EXTRAIT DU TEXTE:
------------------------------------------------

Il me souuient à ce propos de certains discours qu’on dit, que
tint le Plaisant, autrement le bouffon du Roy, sur le sujet des
duels du grand Boutheuille, qui auoit desia tué seize Gentilshommes,
au combat d’homme à homme ; & comme on demandoit
au Roy sa grace pour le seiziesme, & que le Roy n’en vouloit
point ouyr parler, à cause de tant de meurtres qu’il auoit commis,
ce fou luy dit, que Bouteuille n’en auoit tué qu’vn, & que
le Roy auoit tué les autres, parce que s’il l’eust puny dés le commencement,
selon ses Ordonnances, il n’en eust pas tué dauantage.
I’en puis dire autant de vous, Messieurs, & prendre la liberté
d’vn fou qui estoit sage, en vous remonstrant que si vous auiez
chastié dés le commencement les brigandages du regne passé, nous
n’en serions pas où nous en sommes maintenant.

A qui pensez-vous que les peuples puissent adresser leurs plaintes,
si ce n’est à vous ? iront-ils au Cõseil du Roy, où l’on ne met quasi
plus que des Partisans, pour se plaindre des extorsions qu’ils font ?

------------------------------------------------

LIGNES EXTRAITES:
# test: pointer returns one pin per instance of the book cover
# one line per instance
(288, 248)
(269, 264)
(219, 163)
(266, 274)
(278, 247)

------------------------------------------------

OBJECTIF:
Relevez dans l'extrait du texte tous les groupes nominaux qui désignent le bouffon du roi. Gardez l'orthographe d'origine.

RÉSULTAT FINAL:
- « le Plaisant »
- « le bouffon du Roy »
- « ce fou »
- « vn fou qui estoit sage »